**Reading text**
>> start

Music for the last time you saw a woman and she slowly started moving to it while steadily holding eye contact with you as you sat there and thought _"Well, no matter what the future brings, the living is in the moment and right now it's all good."_


----------



## Mahlerian (Nov 27, 2012)

Cheyenne said:


> "a certain special girl married someone else."


Oh, well there's something specifically for that exact thing!
http://www.youtube.com/watch?v=84f5ADoRkng#t=31

Since this is supposed to be a light-hearted thread, I'll post a translation I made of a horrible Japanese rendering that used to be on the Japanese Wikipedia page for the piece, before it was replaced by something that sounded like a native speaker had something to do with it...

1 - Upon my beloved's marriage

On the person I love most her wedding day,
When she has her happy wedding day,
As for me, me plan on having a day where sadness is!
I will go in I's small room, I's small dark room,
And then, please cry,
And then, wanting the person I love most please cry,
For the beloved person that I love most!

Blue flower! Please do not wither!
Sweet-tasting little bird
You sing on top of green heath!
Oh, how is the world this much
Right can it be?
Please sing! Please sing!

Please do not sing; please do not bloom!
Spring is ending.
At the present all songs
Must be.
The night I sleep, I shall think
Sadly about I's sadness!

2 - In the morning when I walked in the field

This morning, I walked out beyond the field;
There was still mist hanging off of every single knife of grass.
A high-spirited finch talked at me:
"HEY!" Don't you think that it is so?
Good morning! Don't you think that it is so?
My dear! Isn't that becoming a wonderful world?
Please sing! Please sing! Right and sharp!
"How does the world make me joyful!"

Moreover, the bellflowers of the field together with good
Spirits towards me the bells outside
(Please ring, and then, ring)

>> end

**Direction A**
Copy out the records from the line containing "indicate the grass" through the line containing "column 647, row 326", including both of those lines.
The records have nothing to do with the forum thread above.

**Data excerpts**
>> start

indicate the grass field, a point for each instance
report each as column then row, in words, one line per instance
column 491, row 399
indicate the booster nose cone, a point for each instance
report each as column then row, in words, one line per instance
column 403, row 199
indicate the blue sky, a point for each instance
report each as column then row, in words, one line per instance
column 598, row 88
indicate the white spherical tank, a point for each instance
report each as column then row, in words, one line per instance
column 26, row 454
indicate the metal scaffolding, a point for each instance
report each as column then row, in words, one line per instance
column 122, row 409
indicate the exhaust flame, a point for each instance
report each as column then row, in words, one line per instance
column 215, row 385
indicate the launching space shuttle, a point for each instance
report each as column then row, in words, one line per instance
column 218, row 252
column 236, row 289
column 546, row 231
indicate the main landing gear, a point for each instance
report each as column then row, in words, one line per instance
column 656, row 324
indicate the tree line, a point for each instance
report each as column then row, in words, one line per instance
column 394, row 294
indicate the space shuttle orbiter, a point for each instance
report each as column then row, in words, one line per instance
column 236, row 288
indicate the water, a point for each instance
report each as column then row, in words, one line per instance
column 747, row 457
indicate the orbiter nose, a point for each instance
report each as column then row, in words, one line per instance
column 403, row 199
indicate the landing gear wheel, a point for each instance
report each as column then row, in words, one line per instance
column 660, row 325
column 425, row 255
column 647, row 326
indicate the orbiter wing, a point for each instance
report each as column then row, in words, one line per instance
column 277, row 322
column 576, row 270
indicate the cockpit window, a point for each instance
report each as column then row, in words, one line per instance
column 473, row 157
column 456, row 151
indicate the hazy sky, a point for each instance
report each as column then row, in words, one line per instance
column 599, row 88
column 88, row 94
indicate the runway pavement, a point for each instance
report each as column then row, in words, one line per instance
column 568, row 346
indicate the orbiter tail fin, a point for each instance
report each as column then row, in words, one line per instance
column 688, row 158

>> end
>> start

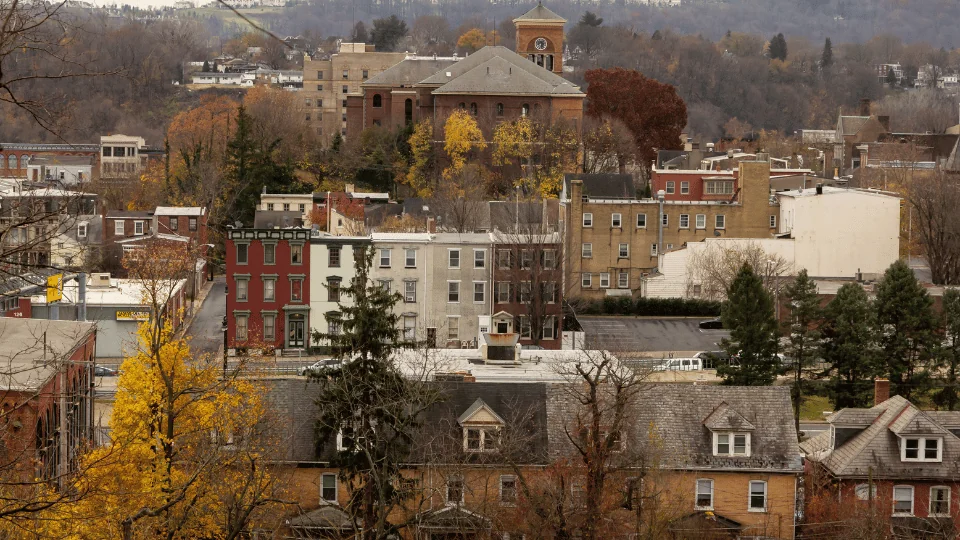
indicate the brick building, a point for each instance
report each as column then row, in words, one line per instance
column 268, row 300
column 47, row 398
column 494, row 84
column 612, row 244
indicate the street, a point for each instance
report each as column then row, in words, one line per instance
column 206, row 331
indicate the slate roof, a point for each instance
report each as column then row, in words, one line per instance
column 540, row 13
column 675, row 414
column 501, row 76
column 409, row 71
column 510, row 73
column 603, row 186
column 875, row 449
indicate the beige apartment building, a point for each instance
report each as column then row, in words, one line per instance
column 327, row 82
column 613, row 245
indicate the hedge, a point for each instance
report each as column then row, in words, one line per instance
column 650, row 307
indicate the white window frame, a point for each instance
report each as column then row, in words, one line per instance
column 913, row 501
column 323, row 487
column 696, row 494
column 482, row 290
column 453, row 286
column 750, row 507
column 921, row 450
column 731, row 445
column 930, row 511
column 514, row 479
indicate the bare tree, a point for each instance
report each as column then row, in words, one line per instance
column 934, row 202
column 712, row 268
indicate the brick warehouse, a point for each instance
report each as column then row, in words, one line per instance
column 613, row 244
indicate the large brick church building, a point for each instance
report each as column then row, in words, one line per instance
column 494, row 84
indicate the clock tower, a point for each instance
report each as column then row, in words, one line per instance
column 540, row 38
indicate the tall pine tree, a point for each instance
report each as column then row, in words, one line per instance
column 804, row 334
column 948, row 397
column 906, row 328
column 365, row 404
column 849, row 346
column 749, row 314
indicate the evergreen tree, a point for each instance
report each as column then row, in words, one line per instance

>> end
>> start

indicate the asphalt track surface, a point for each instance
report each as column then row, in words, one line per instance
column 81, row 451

>> end

**Direction B**
Answer these questions about the forum thread, each on its own line:
(i) On what date did Mahlerian post?
(ii) Where was the Japanese rendering that Mahlerian translated once posted?
(iii) In the second song, what was hanging off every single knife of grass?

**Correct response A**
indicate the grass field, a point for each instance
report each as column then row, in words, one line per instance
column 491, row 399
indicate the booster nose cone, a point for each instance
report each as column then row, in words, one line per instance
column 403, row 199
indicate the blue sky, a point for each instance
report each as column then row, in words, one line per instance
column 598, row 88
indicate the white spherical tank, a point for each instance
report each as column then row, in words, one line per instance
column 26, row 454
indicate the metal scaffolding, a point for each instance
report each as column then row, in words, one line per instance
column 122, row 409
indicate the exhaust flame, a point for each instance
report each as column then row, in words, one line per instance
column 215, row 385
indicate the launching space shuttle, a point for each instance
report each as column then row, in words, one line per instance
column 218, row 252
column 236, row 289
column 546, row 231
indicate the main landing gear, a point for each instance
report each as column then row, in words, one line per instance
column 656, row 324
indicate the tree line, a point for each instance
report each as column then row, in words, one line per instance
column 394, row 294
indicate the space shuttle orbiter, a point for each instance
report each as column then row, in words, one line per instance
column 236, row 288
indicate the water, a point for each instance
report each as column then row, in words, one line per instance
column 747, row 457
indicate the orbiter nose, a point for each instance
report each as column then row, in words, one line per instance
column 403, row 199
indicate the landing gear wheel, a point for each instance
report each as column then row, in words, one line per instance
column 660, row 325
column 425, row 255
column 647, row 326

**Correct response B**
(i) Nov 27, 2012
(ii) On the Japanese Wikipedia page for the piece
(iii) Mist